I am an operations researcher and a musician. Over the past 10 years, I have devoted much time to exploring and building a career at the interface between music and operations research. At the University of Southern California, I founded the Music Computation and Cognition (MuCoaCo) Laboratory (www-rcf.usc.edu/~mucoaco) and direct research in music and computing. To bring music applications to the attention of the O.R. community, I have organized invited clusters at INFORMS meetings: "O.R. in the Arts: Applications in Music" (www-rcf.usc.edu/~echew/INFORMS/cluster.html) at the 2003 INFORMS meeting in Atlanta and, "Music, Computation and Artificial Intelligence" (www-rcf.usc.edu/~echew/INFORMS/ics2005.html) at the 2005 INFORMS Computing Society meeting in Annapolis, Md. The summer 2006 issue (Vol. 18, No. 34) of the INFORMS Journal on Computing featured a special cluster of papers on "Computation in Music" that I edited with Roger Dannenberg, Joel Sokol and Mark Steedman.
The goal of this article is to provide broader perspectives on the growth and maturation of music and computing as a discipline, resources to learn more about the field, and some ways in which operations research impacts and can influence this rapidly expanding field. My objective is to show that music its analysis, composition and performance presents rich application areas for O.R. techniques.
Any attempt to give a comprehensive overview of the field in a few pages must necessarily be doomed to failure, due to the vastness of the domain. I will provide selected examples, focusing on a few research projects at the MuCoaCo Laboratory and some related work of musical problems that can be framed and solved mathematically and computationally. Many of the techniques will be familiar to the O.R. community and some will borrow from other computing fields. These examples will feature the modeling of music itself, the analysis and description of its structures and the manipulation of these structures in composition and performance.
Beyond such industrial interests in mathematical and computational modeling of music, such approaches to solving problems in music analysis and in music making have their own scientific and intellectual merit as a natural progression in the evolution of the disciplines of musicology, music theory, performance, composition and improvisation. Formal models of human capabilities in creating, analyzing and reproducing music serve to further knowledge in human perception and cognition, and advance the state of the art in psychology and neuroscience. By modeling music making and analysis, we gain a deeper understanding of the levels and kinds of human creativity engaged by these activities.
The rich array of problems in music analysis, generation (composition/improvisation) and rendering (expressive performance) present new and familiar challenges to mathematical and computational modeling and analytical techniques, the bread and butter of operations researchers, in a creative and vast domain.

Materials provided:
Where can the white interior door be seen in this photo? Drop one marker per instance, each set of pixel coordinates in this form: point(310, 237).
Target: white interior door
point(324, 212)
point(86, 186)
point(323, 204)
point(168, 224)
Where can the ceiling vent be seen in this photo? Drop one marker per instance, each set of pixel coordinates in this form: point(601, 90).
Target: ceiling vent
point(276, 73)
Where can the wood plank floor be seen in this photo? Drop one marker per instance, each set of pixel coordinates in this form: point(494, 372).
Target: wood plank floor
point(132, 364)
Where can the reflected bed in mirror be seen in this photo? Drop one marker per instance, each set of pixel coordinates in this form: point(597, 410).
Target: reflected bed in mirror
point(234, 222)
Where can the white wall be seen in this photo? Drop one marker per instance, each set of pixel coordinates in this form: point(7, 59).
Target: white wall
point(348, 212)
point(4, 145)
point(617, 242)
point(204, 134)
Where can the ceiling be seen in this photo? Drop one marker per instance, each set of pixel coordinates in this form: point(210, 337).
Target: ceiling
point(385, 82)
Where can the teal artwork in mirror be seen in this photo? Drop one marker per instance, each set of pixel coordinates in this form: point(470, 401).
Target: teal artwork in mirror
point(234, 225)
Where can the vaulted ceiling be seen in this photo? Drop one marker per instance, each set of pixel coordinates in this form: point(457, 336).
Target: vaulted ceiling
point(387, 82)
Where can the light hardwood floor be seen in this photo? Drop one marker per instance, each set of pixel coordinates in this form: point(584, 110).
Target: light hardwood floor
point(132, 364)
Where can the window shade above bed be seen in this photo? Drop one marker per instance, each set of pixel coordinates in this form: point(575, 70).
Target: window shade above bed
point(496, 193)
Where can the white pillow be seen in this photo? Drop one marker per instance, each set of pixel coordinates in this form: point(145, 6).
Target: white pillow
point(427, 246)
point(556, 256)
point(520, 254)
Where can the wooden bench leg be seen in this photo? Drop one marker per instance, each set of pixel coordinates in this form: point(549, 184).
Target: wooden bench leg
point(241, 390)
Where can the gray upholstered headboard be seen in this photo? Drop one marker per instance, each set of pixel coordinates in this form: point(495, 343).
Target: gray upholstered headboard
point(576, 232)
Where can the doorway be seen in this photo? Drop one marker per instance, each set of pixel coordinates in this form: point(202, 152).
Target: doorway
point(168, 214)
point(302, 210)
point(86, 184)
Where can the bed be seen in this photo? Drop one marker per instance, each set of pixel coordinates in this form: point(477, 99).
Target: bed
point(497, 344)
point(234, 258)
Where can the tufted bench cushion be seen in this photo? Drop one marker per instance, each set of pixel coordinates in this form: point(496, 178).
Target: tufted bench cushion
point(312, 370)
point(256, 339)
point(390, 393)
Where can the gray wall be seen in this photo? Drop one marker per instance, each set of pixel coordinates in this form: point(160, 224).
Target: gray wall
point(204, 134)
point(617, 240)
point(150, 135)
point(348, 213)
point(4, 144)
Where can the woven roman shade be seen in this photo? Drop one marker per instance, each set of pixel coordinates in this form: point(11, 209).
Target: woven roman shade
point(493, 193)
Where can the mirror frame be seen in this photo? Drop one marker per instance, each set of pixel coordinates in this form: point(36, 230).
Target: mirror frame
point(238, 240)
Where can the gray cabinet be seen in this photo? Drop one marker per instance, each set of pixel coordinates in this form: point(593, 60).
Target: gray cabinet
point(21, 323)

Set task 1: Lay out the records as a two-column CSV with the columns "request" and "answer", one row per request. Put each request's text and its answer in a single quoted field, with line breaks replaced by spaces. Begin at the line that contains "Where can the ceiling be" and stop after the line that contains "point(387, 82)".
Set task 2: Carry on the passage on music and operations research from its last sentence.
The passage on music and operations research and the records were taken from unrelated sources.

Expected answer 1:
request,answer
"Where can the ceiling be seen in this photo? Drop one marker per instance, each set of pixel coordinates in this form: point(210, 337). Target: ceiling","point(385, 82)"
"Where can the teal artwork in mirror be seen in this photo? Drop one marker per instance, each set of pixel coordinates in this form: point(470, 401). Target: teal artwork in mirror","point(234, 225)"
"Where can the vaulted ceiling be seen in this photo? Drop one marker per instance, each set of pixel coordinates in this form: point(457, 336). Target: vaulted ceiling","point(387, 82)"

Expected answer 2:
The intensifying activities in mathematics/computation and music are best reflected in the proliferations of conferences founded in only the past few years. A partial listing of some of the main conferences, together with the years they were founded and URL of their earliest available Web sites, is shown in Table 1. As in other fast moving fields in computing applications, publications in this new field most frequently occur in the peer-reviewed proceedings of the conferences, which are archived in online libraries for ready access.
One cannot begin research in any field without appropriate contextual knowledge. It can take years to familiarize oneself with the state of the art, even in a relatively new field. To give graduate science and engineering students opportunities to acquaint themselves with mathematical and computational modeling of music, and to try their hand at small-scale projects that could potentially grow into larger-scale or into thesis research projects, I have designed a three-semester course on topics in engineering approaches to music cognition (www-scf.usc.edu/~ise575). Each course in the sequence focuses on a topic in one of three areas: music analysis, performance and composition/improvisation.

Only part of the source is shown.